[Records in a dataset]
============
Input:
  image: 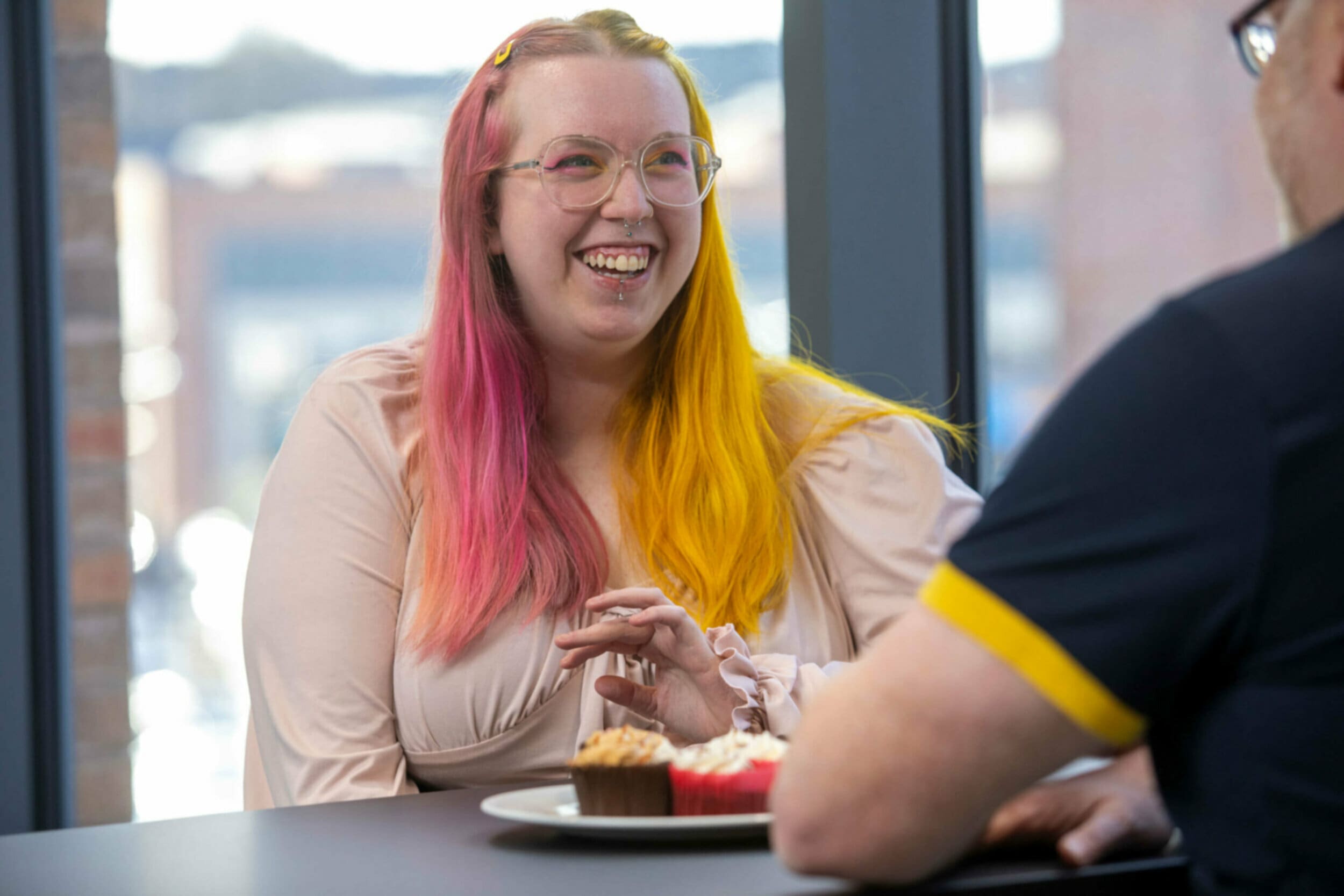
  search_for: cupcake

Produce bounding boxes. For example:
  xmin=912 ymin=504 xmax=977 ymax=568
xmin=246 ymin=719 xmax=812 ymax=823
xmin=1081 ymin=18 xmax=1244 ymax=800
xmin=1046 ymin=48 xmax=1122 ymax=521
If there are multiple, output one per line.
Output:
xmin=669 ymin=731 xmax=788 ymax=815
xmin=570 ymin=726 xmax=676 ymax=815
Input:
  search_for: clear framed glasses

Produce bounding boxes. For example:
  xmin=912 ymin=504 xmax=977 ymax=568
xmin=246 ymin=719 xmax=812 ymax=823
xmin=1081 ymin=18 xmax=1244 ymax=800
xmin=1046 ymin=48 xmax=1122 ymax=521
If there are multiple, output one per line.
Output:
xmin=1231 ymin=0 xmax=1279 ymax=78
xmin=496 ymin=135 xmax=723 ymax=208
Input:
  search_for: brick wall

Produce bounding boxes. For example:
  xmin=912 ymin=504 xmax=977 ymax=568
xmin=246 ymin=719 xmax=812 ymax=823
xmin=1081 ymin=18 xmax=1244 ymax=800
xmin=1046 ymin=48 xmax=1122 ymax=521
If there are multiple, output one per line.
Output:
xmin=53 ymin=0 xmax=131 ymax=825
============
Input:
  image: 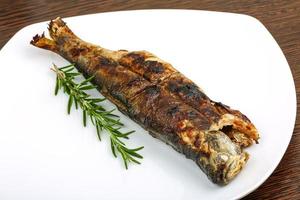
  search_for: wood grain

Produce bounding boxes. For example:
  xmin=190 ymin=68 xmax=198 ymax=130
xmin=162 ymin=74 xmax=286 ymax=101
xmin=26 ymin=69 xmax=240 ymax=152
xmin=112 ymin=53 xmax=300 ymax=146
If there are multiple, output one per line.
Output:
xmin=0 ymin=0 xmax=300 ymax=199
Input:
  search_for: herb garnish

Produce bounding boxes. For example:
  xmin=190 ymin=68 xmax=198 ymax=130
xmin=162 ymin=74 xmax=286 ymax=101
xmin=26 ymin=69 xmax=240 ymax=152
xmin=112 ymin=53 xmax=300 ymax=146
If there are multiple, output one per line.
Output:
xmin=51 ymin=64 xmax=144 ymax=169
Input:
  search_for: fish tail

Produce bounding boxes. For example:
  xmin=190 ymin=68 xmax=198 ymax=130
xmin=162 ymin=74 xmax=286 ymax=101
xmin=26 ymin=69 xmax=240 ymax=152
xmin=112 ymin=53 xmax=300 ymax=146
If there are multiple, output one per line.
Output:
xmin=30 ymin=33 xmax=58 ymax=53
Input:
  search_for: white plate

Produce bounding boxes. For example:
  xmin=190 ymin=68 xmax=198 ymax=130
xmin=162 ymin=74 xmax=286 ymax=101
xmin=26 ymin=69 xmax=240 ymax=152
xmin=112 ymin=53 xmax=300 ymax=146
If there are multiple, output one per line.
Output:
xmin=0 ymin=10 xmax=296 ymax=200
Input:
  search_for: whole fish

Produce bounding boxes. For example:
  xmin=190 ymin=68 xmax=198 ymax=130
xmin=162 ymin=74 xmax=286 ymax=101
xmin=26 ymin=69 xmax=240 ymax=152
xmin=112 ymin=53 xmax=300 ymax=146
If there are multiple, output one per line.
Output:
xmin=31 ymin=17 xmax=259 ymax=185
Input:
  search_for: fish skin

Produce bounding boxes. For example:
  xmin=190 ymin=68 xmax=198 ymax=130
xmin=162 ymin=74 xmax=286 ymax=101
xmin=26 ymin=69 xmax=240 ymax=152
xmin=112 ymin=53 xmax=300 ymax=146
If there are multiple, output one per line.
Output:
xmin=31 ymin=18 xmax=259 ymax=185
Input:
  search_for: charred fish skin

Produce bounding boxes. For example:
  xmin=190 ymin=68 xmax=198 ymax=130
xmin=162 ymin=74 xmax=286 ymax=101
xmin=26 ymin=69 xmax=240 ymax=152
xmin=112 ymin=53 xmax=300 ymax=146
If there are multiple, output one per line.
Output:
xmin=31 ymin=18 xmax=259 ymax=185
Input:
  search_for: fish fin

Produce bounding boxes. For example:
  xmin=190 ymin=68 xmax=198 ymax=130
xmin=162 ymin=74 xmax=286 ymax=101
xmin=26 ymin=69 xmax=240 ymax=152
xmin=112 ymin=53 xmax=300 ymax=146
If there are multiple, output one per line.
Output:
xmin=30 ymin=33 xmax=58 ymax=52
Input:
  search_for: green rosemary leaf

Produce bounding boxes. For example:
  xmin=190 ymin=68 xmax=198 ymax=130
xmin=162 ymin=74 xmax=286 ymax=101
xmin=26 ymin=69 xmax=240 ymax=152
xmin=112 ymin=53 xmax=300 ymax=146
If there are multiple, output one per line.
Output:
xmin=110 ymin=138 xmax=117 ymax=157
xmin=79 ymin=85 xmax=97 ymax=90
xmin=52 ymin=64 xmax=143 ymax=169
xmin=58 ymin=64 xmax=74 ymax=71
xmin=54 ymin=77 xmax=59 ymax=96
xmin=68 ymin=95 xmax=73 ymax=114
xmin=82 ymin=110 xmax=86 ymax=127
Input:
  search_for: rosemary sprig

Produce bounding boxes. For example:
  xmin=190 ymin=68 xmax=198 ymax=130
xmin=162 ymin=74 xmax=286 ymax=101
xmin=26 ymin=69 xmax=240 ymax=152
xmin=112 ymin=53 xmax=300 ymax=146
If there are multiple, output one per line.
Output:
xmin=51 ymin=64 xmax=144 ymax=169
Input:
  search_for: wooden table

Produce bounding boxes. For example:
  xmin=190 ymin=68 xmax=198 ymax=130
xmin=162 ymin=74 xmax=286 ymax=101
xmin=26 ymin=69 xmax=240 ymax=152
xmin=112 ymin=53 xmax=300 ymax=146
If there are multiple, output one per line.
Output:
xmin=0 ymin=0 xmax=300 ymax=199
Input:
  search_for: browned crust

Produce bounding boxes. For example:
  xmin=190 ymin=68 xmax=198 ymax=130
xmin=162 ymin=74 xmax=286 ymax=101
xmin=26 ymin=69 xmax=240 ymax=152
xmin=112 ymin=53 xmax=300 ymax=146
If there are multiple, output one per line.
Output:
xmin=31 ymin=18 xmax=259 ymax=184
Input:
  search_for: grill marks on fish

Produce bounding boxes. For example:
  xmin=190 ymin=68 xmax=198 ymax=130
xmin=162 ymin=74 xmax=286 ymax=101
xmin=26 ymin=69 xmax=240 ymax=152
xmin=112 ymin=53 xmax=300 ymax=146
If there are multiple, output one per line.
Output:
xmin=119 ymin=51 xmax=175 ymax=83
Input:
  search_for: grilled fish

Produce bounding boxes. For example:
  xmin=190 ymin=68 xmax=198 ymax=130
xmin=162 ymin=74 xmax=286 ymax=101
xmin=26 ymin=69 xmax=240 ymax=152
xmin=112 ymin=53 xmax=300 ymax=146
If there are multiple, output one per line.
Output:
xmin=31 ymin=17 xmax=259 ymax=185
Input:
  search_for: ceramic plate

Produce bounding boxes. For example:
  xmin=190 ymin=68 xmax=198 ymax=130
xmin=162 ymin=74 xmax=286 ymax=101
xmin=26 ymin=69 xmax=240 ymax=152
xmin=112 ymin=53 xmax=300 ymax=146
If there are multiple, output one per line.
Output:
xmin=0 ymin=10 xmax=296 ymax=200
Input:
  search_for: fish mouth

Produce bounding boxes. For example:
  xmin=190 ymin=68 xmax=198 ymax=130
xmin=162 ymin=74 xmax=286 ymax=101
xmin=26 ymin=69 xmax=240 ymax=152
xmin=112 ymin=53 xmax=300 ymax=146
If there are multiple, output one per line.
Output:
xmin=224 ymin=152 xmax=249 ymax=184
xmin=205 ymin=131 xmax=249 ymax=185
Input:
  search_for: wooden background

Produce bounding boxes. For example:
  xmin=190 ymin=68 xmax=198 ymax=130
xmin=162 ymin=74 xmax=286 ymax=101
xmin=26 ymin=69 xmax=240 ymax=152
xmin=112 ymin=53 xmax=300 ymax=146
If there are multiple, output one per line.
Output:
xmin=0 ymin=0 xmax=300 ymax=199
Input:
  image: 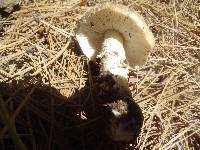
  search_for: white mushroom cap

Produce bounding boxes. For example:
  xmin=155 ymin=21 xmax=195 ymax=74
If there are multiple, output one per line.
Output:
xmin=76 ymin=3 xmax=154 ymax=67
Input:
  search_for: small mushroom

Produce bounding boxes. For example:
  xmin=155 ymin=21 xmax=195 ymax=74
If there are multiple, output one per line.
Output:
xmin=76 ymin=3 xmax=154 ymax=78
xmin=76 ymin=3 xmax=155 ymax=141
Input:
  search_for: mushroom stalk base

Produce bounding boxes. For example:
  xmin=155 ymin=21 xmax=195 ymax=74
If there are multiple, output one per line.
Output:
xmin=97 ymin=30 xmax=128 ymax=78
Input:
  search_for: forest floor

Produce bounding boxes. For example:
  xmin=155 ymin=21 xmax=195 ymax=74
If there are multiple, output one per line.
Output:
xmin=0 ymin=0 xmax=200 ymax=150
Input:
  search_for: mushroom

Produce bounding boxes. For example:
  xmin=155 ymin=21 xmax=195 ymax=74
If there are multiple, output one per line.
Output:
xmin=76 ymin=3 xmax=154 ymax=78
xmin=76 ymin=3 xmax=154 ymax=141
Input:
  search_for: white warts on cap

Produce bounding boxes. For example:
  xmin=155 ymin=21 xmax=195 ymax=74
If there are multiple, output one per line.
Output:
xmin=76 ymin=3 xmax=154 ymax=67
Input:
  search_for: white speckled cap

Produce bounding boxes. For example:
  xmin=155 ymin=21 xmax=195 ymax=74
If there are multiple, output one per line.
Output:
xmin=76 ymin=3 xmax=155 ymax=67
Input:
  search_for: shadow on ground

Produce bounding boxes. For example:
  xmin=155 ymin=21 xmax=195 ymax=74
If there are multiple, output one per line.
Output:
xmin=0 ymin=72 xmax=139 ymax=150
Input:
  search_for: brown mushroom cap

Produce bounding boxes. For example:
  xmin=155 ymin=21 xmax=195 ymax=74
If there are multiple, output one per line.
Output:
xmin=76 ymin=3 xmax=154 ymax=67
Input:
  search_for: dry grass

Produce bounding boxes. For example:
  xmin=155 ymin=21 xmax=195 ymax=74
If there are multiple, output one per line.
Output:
============
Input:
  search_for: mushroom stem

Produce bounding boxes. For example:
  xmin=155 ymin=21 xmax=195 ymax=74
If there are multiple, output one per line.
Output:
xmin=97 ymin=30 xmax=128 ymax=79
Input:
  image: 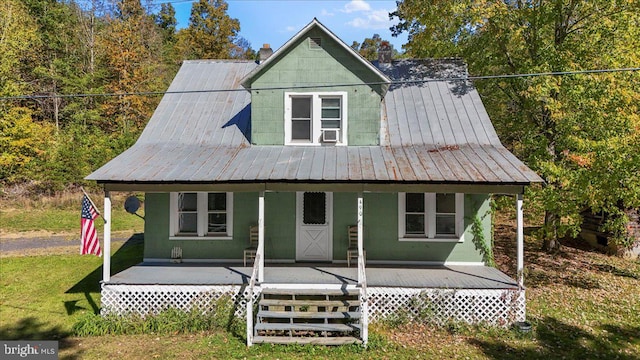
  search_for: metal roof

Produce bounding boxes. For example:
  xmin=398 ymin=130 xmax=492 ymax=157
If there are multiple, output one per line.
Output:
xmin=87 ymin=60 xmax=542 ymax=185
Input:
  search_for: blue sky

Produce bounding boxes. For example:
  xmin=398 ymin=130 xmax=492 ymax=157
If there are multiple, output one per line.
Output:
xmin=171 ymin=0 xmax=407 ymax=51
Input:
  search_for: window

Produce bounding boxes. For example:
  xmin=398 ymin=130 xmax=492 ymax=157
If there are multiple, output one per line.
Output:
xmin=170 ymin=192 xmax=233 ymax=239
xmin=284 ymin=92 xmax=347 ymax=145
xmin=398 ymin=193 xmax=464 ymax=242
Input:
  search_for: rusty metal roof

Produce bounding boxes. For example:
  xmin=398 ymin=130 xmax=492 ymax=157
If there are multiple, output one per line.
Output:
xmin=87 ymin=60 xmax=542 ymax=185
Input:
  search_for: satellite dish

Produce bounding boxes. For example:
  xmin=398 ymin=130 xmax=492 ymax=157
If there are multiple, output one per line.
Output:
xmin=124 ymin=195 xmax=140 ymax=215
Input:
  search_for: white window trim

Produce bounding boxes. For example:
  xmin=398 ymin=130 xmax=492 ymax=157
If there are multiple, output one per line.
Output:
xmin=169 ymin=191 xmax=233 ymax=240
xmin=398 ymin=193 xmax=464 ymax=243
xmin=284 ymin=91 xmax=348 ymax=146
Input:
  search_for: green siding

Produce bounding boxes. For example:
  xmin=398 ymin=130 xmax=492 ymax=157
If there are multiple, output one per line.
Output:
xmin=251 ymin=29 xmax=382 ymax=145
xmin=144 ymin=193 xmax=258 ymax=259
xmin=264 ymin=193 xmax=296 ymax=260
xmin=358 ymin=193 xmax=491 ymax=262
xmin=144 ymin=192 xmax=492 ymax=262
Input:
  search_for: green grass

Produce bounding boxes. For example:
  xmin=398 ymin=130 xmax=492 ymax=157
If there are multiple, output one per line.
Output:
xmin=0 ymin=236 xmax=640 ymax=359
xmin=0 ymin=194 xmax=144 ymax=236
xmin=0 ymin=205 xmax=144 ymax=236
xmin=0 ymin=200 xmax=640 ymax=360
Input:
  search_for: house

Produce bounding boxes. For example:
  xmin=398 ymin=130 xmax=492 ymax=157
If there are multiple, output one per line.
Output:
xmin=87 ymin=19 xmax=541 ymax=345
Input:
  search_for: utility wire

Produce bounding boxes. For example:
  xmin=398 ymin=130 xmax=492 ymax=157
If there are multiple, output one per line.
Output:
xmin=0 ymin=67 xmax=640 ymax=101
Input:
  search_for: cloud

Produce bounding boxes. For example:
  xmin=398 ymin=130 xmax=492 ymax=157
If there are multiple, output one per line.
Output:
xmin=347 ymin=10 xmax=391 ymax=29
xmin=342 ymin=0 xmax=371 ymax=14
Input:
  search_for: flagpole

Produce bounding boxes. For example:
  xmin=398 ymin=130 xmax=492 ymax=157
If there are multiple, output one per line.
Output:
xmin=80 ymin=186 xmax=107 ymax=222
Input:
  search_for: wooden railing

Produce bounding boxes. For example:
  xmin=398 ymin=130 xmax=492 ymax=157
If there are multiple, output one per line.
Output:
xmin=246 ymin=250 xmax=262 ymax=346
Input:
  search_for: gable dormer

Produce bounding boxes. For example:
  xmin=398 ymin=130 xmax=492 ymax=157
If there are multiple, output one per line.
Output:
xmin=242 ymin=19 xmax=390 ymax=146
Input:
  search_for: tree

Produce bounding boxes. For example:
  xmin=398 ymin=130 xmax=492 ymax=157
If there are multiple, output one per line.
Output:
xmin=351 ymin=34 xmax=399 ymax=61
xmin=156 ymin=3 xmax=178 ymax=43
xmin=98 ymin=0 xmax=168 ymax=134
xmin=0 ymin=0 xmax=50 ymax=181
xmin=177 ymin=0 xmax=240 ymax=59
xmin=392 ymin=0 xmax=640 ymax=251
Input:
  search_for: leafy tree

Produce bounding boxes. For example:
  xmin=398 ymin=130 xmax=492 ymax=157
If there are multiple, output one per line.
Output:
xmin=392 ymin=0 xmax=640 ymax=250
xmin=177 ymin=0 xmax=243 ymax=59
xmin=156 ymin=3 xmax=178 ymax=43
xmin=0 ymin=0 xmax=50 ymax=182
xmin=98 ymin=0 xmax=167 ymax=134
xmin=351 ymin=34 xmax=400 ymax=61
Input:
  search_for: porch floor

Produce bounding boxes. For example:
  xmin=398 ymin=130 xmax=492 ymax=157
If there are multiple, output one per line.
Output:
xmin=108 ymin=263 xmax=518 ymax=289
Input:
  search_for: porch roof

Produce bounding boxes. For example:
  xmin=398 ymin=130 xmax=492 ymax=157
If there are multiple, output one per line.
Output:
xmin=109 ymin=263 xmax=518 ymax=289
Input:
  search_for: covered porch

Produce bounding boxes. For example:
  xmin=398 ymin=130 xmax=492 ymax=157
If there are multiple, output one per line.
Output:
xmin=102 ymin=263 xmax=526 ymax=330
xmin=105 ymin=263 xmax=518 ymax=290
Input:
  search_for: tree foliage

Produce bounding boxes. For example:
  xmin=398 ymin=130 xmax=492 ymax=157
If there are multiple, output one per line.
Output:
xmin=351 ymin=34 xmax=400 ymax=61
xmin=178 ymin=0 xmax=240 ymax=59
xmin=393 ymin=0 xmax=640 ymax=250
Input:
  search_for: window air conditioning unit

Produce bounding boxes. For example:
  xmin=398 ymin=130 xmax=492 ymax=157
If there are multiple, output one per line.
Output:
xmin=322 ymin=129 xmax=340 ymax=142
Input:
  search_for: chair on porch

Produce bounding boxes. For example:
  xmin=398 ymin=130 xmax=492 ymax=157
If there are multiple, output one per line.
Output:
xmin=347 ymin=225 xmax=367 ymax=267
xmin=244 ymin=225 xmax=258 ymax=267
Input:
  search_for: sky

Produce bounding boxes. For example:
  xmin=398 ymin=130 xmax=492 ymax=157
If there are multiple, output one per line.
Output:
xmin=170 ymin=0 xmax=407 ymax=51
============
**TO BE DONE**:
Select every line in the entries above that contains the string "porch", and copy each one out.

**THE SOLUTION**:
  search_for: porch floor
  search_for: porch roof
  search_for: covered porch
  search_for: chair on porch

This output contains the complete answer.